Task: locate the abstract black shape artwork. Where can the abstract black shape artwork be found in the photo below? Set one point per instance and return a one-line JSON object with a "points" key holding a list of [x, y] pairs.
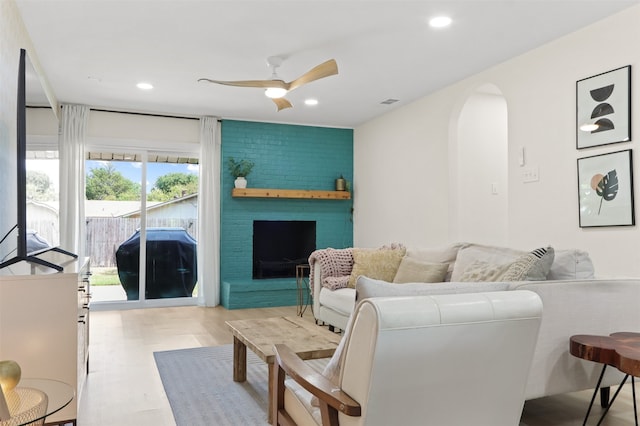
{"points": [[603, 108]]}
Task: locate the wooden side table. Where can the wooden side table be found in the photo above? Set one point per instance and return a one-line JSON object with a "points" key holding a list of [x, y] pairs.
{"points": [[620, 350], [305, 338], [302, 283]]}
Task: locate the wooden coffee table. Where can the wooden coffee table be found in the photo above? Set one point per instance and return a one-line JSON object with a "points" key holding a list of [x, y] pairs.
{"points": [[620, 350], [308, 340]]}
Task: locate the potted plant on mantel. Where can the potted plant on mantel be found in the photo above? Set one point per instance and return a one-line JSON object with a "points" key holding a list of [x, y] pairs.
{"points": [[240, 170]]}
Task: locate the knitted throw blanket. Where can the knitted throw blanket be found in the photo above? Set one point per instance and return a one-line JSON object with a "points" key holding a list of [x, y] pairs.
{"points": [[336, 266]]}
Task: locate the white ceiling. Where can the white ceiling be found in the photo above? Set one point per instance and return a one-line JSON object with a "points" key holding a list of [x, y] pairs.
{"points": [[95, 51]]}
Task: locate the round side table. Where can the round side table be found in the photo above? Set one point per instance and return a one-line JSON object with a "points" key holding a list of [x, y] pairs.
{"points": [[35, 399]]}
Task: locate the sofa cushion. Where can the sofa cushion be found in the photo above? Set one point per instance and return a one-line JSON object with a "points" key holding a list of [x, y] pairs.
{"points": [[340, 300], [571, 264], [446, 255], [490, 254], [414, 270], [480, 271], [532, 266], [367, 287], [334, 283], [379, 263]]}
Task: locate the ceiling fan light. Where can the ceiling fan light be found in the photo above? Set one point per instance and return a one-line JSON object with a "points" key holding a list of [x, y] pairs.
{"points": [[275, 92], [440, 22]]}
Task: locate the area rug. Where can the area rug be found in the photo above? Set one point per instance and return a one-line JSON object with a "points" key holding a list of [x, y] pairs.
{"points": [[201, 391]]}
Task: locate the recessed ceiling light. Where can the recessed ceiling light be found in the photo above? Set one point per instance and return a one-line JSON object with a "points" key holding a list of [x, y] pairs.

______________________________

Reproduce all of the data above verbatim, omitting the pictures.

→ **Exercise solution**:
Task: locate the abstract black shape artwork. Where can the abstract black shape artwork be found in the photo below? Set one point per instance and return a one-line JSON object with a "points" key holding a list of [x, y] pairs.
{"points": [[603, 108]]}
Task: locate the wooden side table. Where can the wooden side table be found in the photo above? Set one point per instance and return a one-line JSON object with a "points" key holding a list of [x, y] pairs.
{"points": [[620, 350], [305, 338], [302, 283]]}
Task: locate the wooden coffee table. Where can the wooden coffee table be found in the photo above? Set one point per instance and return a one-line JSON object with a "points" key holding a list of [x, y] pairs.
{"points": [[620, 350], [308, 340]]}
Task: locate the potted plant on mantel. Where can the potted plant on mantel be found in the photo above? Set one point per instance and return a one-line JSON object with a "points" key holding a list of [x, y] pairs.
{"points": [[240, 170]]}
Task: locate the knitted throw blanket. Where can the knitted throw blanket be found in the photo above? Set one point per instance and return a one-line JSON object with a "points" key holding a list of [x, y] pairs.
{"points": [[336, 266]]}
Task: locate the white ceiling. Where can the white ceiling be found in the photo above? Set one point per instance and return a one-line JSON object with a "points" key holding a list of [x, y] pairs.
{"points": [[95, 51]]}
Task: locate the round side table. Where can the round side table be found in the photo above? Set one point per instance and return a one-line JSON object with a "points" key holding a list of [x, y] pairs.
{"points": [[35, 399]]}
Task: locate the sofa cushion. Where can the sofa cushion be found in the photo above? Set one point per instance and return a one-line JSON object with a "points" key holding a list of [x, y] pairs.
{"points": [[340, 300], [571, 264], [446, 255], [490, 254], [414, 270], [480, 271], [532, 266], [367, 287], [334, 283], [379, 263]]}
Task: locate the ceiling fan light. Where can the ceiling fan light be found in the photo above? Set one point per instance and return a one-line JSON object with a "points" key holding a list of [x, y] pairs.
{"points": [[275, 92], [440, 22]]}
Task: locate the area rug. Where can the area rug be found in the photo above? Set one point per instance and return a one-line JSON object with a "points" key holding a list of [x, y] pairs.
{"points": [[201, 391]]}
Task: locate the recessed ceiling light. Where can the recessed ceiling light be found in the photo above? Set one point per instance and return a one-line JSON object with a "points" key holding a list of [x, y] pairs.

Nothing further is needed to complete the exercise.